■ **Try it**:
Every record that follows is to be copied exactly, with the pictures omitted.

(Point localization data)
# # #

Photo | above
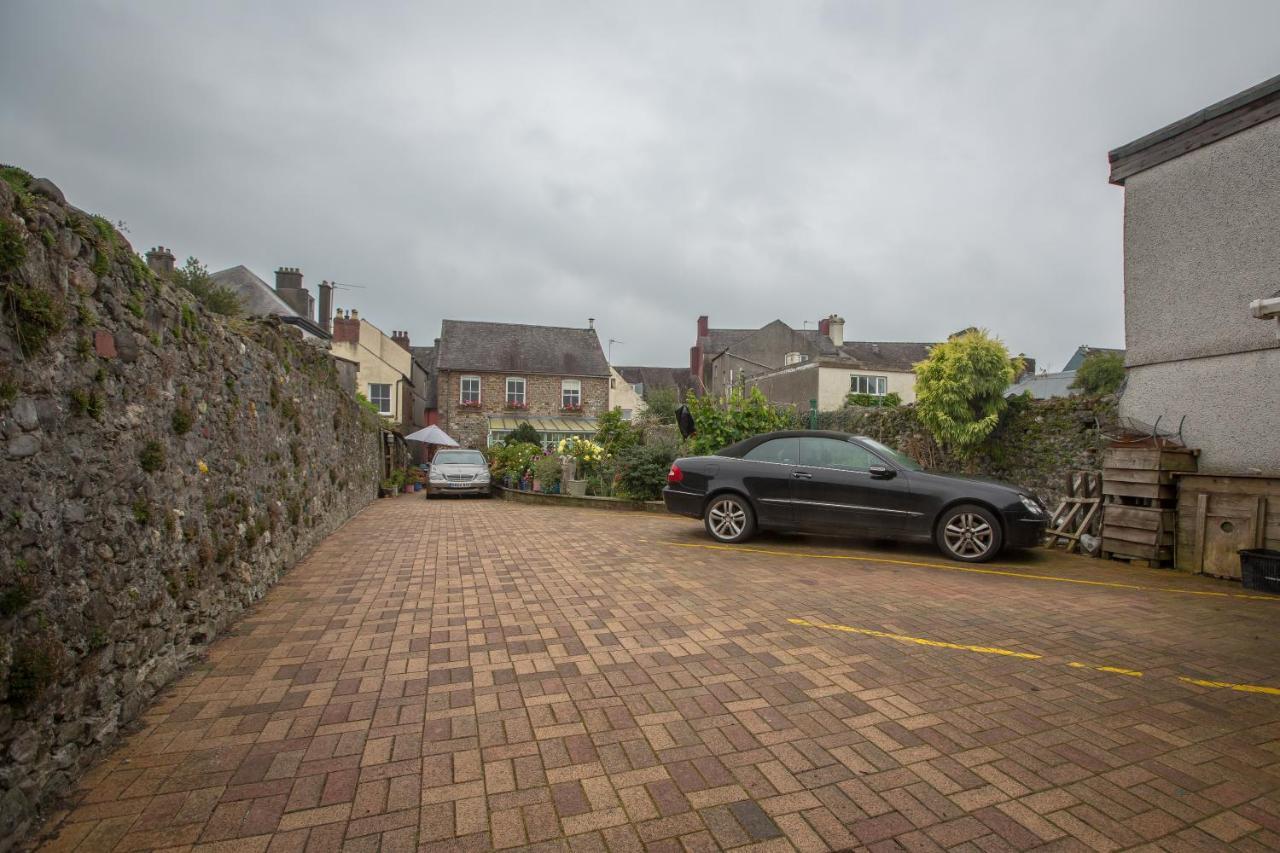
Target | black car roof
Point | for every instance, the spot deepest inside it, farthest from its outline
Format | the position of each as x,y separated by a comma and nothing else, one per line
748,443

# # #

■ **Written reply**:
Photo | above
Target | black car roof
Point | for every instance, the spot deepest inside it, farthest from its outline
Format | the position of each as x,y separated by a comma and nothing else, one per line
748,443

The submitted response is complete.